**TEXTAUSZUG**
- - - - - - -
Frank Baier hörte ich zum ersten mal in der Küche meiner Eltern im Duisburger Norden. Es war Sonntagvormittag, ich war 15 und spielte seit einem Jahr Gitarre. Er trat in der „Matinee der Liedersänger“ auf, einer der legendären Radio-Sendungen jener Tage. „Wie würdest du beschreiben, was du machst“, fragte der Moderator: Und Frank antwortete: „Lieder vom Alltag im Ruhrgebiet, von den Menschen, die hier leben und von denen, mit denen wir uns tagtäglich rumärgern müssen“. Und dann „prizzelte“ er los, wie er es nannte, mit Ukulele und Mundharmonika: „Vonne Maloche direkt nach Haus“.
Das nächste Stück sang Frank zum Akkordeon, aus der Perspektive eines Ruhrpott-Schulkindes, das einen Aufsatz über den „Frühling im Revier“ schreiben muß. Die Mutter gibt Ratschläge: „Der hilft uns Licht- und Heizungskosten sparen, mehr ist nicht drin.“
Einige Lieder weiter „Die Karriere der Marion S.“ Auch heute, wo ich viele Jahre später das Konzert von Konserve noch einmal höre, berührt mich diese Geschichte aus der Sicht einer 16jährigen, die Frank deutlich vor „Wir Kinder vom Bahnhof Zoo“ veröffentlichte. Ganz ohne Reime wird der Abstieg einer Jugendlichen beschrieben, nah dran an ihrem Alltag, mit harten Worten von Prostitution und Drogen und dem zornigen Refrain: „Schenk mir deine Wut, ich kann sie gebrauchen“.
- - - - - - -
**EXTRAHIERTE ANGABEN**
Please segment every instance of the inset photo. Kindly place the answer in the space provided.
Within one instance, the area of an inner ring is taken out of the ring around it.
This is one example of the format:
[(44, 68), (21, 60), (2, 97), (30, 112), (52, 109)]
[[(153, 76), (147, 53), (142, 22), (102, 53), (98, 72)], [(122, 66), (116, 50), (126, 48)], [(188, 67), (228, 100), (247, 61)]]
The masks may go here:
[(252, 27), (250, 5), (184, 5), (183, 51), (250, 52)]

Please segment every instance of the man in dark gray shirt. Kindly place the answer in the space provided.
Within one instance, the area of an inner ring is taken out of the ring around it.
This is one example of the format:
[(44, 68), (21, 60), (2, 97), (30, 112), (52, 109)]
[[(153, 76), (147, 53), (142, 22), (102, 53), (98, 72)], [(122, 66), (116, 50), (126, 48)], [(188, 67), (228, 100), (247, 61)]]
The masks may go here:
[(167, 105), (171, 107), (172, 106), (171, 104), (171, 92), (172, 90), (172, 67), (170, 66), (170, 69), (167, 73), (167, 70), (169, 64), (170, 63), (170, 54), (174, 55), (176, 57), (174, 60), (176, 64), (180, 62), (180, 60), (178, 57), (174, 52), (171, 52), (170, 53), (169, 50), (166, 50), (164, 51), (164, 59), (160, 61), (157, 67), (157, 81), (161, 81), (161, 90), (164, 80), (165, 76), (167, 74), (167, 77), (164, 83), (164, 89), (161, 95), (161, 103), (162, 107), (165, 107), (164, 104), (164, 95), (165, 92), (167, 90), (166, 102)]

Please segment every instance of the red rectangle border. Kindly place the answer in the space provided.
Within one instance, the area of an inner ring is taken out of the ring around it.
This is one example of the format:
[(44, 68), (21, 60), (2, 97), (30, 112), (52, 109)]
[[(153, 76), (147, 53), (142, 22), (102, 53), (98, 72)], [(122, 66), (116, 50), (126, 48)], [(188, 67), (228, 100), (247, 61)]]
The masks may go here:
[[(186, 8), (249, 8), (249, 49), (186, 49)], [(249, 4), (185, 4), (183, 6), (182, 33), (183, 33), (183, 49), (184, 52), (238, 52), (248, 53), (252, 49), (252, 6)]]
- - - - - - -
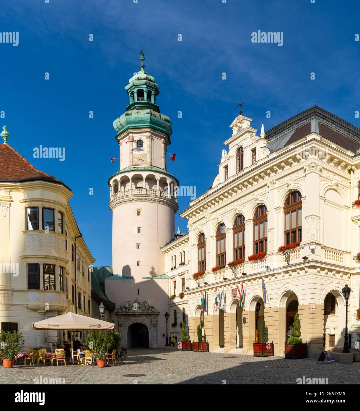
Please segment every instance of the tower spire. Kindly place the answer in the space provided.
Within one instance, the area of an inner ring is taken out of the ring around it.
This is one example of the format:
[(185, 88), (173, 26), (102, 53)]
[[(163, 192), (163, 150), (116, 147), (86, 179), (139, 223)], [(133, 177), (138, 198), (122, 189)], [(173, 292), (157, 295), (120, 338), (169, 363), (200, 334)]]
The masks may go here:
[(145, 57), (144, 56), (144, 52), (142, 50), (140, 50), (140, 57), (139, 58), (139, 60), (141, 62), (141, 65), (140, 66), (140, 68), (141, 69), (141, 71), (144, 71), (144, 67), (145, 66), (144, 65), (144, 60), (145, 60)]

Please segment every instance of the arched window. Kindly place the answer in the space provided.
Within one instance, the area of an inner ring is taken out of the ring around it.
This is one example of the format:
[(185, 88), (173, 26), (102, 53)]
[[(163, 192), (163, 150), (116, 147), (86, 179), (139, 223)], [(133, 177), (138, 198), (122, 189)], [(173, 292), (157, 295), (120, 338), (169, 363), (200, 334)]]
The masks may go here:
- - - - - - -
**AUFGABENBESCHREIBUNG**
Schreib den Text über den Liedermacher Frank Baier bitte weiter und knüpfe dabei an seinen letzten Satz an.

**SCHRIFTLICHE ANTWORT**
Frank hatte eine besondere Art von Timing beim Singen, ab und an setzte er die Silben vor die „1“, einen Tick zu früh vor dem eigentlichen Beginn des Taktes, man wusste nie ganz genau wann und wo, es gab seinem Vortrag etwas Improvisiertes, Unmittelbares, als würde der Song gerade im Augenblick entstehen.
Vielleicht kam das vom Skiffle, der Musik, mit der er Anfang der 60er Jahre durchgestartet war. Die „Saints Ramblers“, mit Frank an Ukulele und Gesang, waren eine feste Größe in der Essener Musikszene. Sie spielten sich bis in die Tagesschau, über Talentshows mit Ina Deters „Lucky Girls“ und den frühen Wühlmäusen von Dieter Hallervorden, gewannen 1963 das „silberne Waschbrett“ in Essen-Steele und im Jahr darauf den Skiffle-Wettbewerb beim Jazz-Festival in Dinslaken. Noch sang Frank auf englisch.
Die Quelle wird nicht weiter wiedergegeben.